The world needs healing.
We all have a role to play.
I was born on the Island of Long and raised in white trash upstate New York on a dairy farm, where there wasn’t much to do but drink, do drugs, and practice making babies. My father was violent, chaos was normal, and I got arrested the day after I turned 13—I was in the system. I had to get creative with what I put in my body to escape the “noise,” nothing that showed up on a UA. That’s where psychedelics first entered the picture. They cracked something open early—the knowing that we’re all part of an interwoven collective consciousness, a mycelium network.
I carried that into New York City, then Los Angeles, where I fell in love with acting and built a career in hospitality, helping launch multiple celebrity liquor brands—two becoming the most successful spirits launches in history. On paper, I was succeeding. Then I found my best friend hanging from a rafter in his garage. Alcohol and prescription medication were the only tools I had. I spent the next decade in a slow suicide until my body began to shut down, losing many close friends to unresolved trauma and untreated alcoholism along the way.

The data:
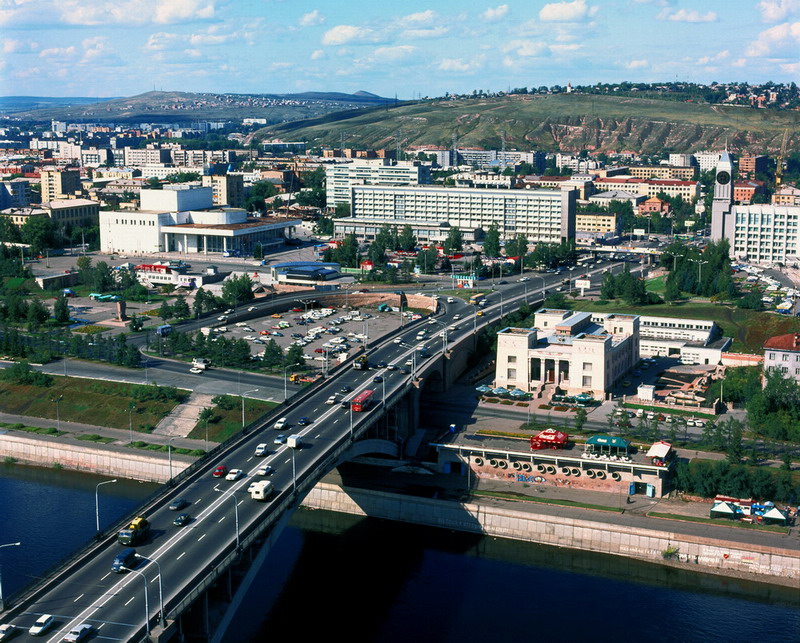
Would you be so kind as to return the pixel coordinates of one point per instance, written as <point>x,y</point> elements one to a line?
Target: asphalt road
<point>114,604</point>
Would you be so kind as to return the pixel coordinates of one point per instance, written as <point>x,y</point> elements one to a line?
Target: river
<point>337,576</point>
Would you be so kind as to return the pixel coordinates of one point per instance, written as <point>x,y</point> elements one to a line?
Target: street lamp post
<point>242,396</point>
<point>236,512</point>
<point>2,606</point>
<point>162,621</point>
<point>146,602</point>
<point>97,502</point>
<point>169,450</point>
<point>58,412</point>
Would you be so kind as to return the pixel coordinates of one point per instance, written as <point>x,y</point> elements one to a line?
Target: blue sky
<point>125,47</point>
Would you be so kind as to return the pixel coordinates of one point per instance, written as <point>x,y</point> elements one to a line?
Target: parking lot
<point>337,332</point>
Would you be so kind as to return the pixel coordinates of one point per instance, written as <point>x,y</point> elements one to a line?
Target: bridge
<point>178,570</point>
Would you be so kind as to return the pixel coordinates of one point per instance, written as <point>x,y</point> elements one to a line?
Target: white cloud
<point>393,53</point>
<point>312,18</point>
<point>566,11</point>
<point>496,13</point>
<point>526,48</point>
<point>343,34</point>
<point>722,55</point>
<point>775,10</point>
<point>105,12</point>
<point>687,15</point>
<point>777,38</point>
<point>60,52</point>
<point>418,19</point>
<point>433,32</point>
<point>458,64</point>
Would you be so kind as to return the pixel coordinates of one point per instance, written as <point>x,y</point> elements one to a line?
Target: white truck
<point>261,490</point>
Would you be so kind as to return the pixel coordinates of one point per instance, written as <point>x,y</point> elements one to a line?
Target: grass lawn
<point>546,501</point>
<point>724,522</point>
<point>90,401</point>
<point>748,328</point>
<point>227,422</point>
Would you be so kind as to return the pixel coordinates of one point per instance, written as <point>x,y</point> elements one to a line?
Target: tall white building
<point>758,233</point>
<point>341,177</point>
<point>541,215</point>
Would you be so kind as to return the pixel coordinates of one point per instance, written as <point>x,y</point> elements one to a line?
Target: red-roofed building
<point>744,191</point>
<point>782,353</point>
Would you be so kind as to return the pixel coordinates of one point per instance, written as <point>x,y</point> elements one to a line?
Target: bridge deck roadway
<point>222,511</point>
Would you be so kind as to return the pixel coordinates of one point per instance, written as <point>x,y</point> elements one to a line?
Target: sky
<point>103,48</point>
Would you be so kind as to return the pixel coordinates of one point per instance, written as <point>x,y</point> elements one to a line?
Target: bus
<point>361,401</point>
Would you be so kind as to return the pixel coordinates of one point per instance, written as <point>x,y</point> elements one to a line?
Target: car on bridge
<point>178,504</point>
<point>42,624</point>
<point>181,520</point>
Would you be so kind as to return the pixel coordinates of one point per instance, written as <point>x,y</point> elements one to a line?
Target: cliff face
<point>566,123</point>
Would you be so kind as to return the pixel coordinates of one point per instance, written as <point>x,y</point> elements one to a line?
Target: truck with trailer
<point>261,490</point>
<point>135,532</point>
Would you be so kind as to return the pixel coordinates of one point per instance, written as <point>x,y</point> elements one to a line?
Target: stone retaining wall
<point>691,552</point>
<point>90,457</point>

Aim of the task:
Pick up the life story that opens "The world needs healing." and continue it from its last sentence.

Answer to this exercise:
I got sober at 37 with the desperation of a drowning man and threw myself into a program of recovery and helping others do the same. It gave me access to something real, and I learned to trust that intuitive direction. That instinct pulled me out of LA and led me to Evergreen, Colorado. I fell in love with a physician in psychedelic-assisted therapy, which helped me move beyond rigid thinking and consider these medicines as real tools for healing. That path led me to India, into Yog-Vedantic practice. All the while, I was doing deep therapeutic work, particularly with Internal Family Systems—the first therapeudic approach that helped me begin to heal what I’d carried my whole life. Coming back from India, I saw the throughline: 12 step recovery, yoga, and every spiritual tradition are pointing to the same thing. Around that same time, many of the high-profile individuals I had worked with in the alcohol industry began trusting me to help them get sober and stay sober.
Mycelia came out of that intersection: lived experience, clinical understanding, and ancient practice—without the belief that any one path is the answer for everyone. It’s not about fixing people. It’s about giving them a way back to themselves.